Photo-based referring expression data:
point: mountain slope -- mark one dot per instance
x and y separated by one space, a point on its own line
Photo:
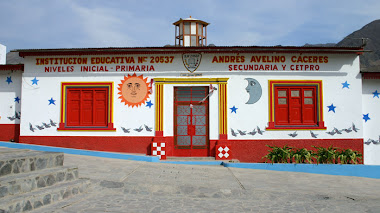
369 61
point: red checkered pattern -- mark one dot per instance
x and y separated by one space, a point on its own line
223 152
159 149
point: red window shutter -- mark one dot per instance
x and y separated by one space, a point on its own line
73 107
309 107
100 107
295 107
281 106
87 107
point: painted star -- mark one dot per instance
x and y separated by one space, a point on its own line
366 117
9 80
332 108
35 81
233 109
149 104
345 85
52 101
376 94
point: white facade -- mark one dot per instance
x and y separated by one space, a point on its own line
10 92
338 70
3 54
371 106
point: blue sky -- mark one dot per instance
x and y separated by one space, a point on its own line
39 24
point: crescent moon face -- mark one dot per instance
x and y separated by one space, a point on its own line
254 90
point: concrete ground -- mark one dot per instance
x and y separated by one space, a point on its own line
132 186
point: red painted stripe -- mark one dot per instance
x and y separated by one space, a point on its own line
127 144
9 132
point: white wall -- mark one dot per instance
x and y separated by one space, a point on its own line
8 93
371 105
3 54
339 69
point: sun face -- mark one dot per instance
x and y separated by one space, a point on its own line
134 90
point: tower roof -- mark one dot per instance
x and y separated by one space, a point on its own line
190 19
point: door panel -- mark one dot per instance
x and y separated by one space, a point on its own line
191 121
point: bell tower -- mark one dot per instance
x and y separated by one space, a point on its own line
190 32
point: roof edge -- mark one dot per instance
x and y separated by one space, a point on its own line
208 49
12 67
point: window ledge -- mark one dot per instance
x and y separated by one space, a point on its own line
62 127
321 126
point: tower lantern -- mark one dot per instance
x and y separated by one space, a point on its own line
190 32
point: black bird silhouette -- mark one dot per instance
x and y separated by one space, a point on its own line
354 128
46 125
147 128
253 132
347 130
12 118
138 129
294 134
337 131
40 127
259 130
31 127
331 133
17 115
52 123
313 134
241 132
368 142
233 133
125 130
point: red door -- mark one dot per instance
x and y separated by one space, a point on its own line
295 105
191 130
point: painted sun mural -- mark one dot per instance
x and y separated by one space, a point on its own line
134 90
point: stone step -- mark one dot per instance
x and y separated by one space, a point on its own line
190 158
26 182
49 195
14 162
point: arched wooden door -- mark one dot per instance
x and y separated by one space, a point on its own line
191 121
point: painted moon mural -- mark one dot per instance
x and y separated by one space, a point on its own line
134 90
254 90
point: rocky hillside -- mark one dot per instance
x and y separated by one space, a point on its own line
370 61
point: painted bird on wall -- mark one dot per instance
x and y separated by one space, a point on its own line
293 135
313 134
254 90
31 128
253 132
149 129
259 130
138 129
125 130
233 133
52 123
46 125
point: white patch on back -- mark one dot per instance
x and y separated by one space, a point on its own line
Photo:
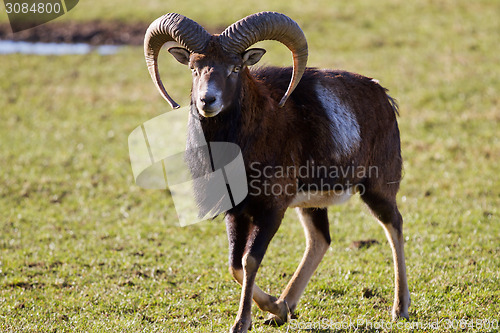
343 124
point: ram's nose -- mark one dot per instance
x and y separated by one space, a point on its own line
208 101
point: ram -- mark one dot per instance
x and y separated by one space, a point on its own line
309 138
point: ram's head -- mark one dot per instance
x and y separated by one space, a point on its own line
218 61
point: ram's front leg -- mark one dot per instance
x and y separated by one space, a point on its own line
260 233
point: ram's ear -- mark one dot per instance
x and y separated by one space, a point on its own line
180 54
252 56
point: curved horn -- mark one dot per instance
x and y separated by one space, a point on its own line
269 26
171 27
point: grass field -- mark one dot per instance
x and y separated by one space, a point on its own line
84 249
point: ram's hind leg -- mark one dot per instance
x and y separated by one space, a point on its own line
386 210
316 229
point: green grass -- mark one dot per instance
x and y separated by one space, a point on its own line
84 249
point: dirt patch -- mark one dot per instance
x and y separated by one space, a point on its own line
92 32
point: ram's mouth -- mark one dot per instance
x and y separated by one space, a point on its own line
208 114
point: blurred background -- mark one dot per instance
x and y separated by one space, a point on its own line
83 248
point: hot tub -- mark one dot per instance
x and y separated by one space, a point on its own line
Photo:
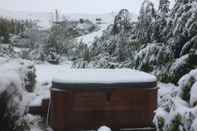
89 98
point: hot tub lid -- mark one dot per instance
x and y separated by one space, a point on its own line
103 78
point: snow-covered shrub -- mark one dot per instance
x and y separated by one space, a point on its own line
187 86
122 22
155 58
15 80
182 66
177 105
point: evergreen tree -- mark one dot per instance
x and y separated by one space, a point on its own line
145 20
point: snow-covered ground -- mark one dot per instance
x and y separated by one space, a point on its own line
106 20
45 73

**TASK OBJECTIVE:** Could you output every entry exactly as written, skipping the pictures?

**RESULT OF THE EXERCISE:**
point: mountain slope -- mark one dot per instance
x and y separated by one space, a point on its own line
Photo:
369 61
point: red checkered pattern -- mark one dot per instance
x and y separated by one space, a point on its own line
223 152
159 149
point: red window shutter -- mark one dot per instance
x and y separated by one space, a point on its own line
73 107
309 107
100 107
295 107
281 106
87 107
point: painted star -- mark one dot per instance
x and y separated by one space, a point on its own line
366 117
9 80
332 108
35 81
233 109
149 104
345 85
52 101
376 94
point: white facade -- mark one dot per instance
x and y separated by one space, a point on its own line
10 92
338 70
3 54
371 106
point: blue sky -- mark one dot per instance
x and y separated by one space, a point on its own line
39 24
point: crescent moon face -- mark one dot per instance
x and y separated by one space, a point on its own line
254 90
point: concrete ground -- mark one dot per instance
x and y separated by one space, a point on its own line
132 186
point: red painted stripe -- mark one dot per instance
x and y separated by one space, a point on its own line
127 144
9 132
point: white wall -- mark one dot per instance
x and y separated by one space, a point on its own line
8 93
371 105
3 54
339 69
point: sun face -- mark one dot per instance
x and y separated by one space, a point on its own line
134 90
point: tower roof -- mark one dot per instance
x and y separated by one space, a point on its own line
190 19
point: door panel -- mark one dot per instance
x and y separated by one space, a point on its own line
191 121
point: bell tower -- mark one dot per instance
x and y separated by one space, a point on its own line
190 32
point: roof edge -- mark one dot per instance
x and y separated by one space, a point on its own line
208 49
12 67
point: window ledge -- mark one dot per instance
x and y separated by one space, a point on its own line
62 127
321 126
point: tower lantern -- mark one dot per instance
x and y separated by one space, a point on its own line
190 32
point: black bird silhouette -- mark one dot per instance
x and y separated by one space, a point on its own line
354 128
46 125
147 128
253 132
347 130
12 118
138 129
294 134
337 131
40 127
259 130
31 127
331 133
17 115
52 123
313 134
241 132
368 142
233 133
125 130
point: red door -- mark one dot per instance
x and y separated by one space, a point on its own line
295 105
191 130
point: painted sun mural -- mark one dot per instance
x and y separated by one space, a point on its own line
134 90
point: stone step -- mark one dot per instance
x and y separated by one space, a point on its own line
190 158
26 182
49 195
14 162
point: arched wooden door -- mark one dot per instance
x and y separated by one space, a point on its own line
191 121
point: painted moon mural -- mark one dot per instance
x and y separated by one space, a point on its own line
134 90
254 90
point: rocky hillside -- mark one dot per instance
x and y separated by one space, a point on its own line
370 61
point: painted bird on wall -- mark one dot per instance
x and y separated by one space, a point on its own line
293 135
313 134
254 90
31 128
253 132
149 129
259 130
138 129
125 130
233 133
52 123
46 125
point: white patch on back -- mark one dot per instance
x and y separated by one space, a point on its own line
Photo:
343 124
point: ram's nose -- mark one dot per instance
x and y separated by one space, a point on its own line
208 101
point: ram -- mark one dot per instance
x and y separated by one space, a point on its own line
309 138
point: ram's head -- mark one dot per instance
x and y separated by one space, a point on its own line
218 61
point: ram's front leg -- mark one dot per instance
x and y separated by one space, a point on its own line
260 233
point: ram's ear -- mark one dot per instance
x and y separated by one space, a point on its own line
180 54
252 56
point: curved horn -- mark one dot per instance
x and y separated by one space, a point on its own line
269 26
171 27
point: grass field -- mark one dot per instance
x and y separated by one space, a point on its own line
84 249
point: ram's hind leg -- mark one dot per instance
x and y separated by one space, a point on its own line
386 210
316 229
point: green grass -- mark one dot per instance
x and y separated by one space, a point on its own line
84 249
point: dirt patch -- mark one dot per instance
x and y separated by one space, a point on its own line
92 32
point: ram's mouth -- mark one dot per instance
x and y separated by one space, a point on its own line
208 114
point: blurred background -- mark one dot per instance
x and y separated by one space, a point on its own line
83 248
point: hot tub -- mark one dot per instance
x and y separated by one space, a point on its own line
Photo:
89 98
point: hot tub lid -- mark one dot per instance
x and y separated by one space, a point on its own line
103 78
point: snow-covered shrub -- mark one dot per instance
x and y separated by one space, a point on its own line
187 86
122 22
155 58
15 80
182 66
177 105
point: evergreen tree -- mark one dot per instance
x and y separated by one space, a point on its own line
145 20
point: snow-covered ground -- mark one dot per instance
x and y separated by one space, a point on its own line
106 20
45 73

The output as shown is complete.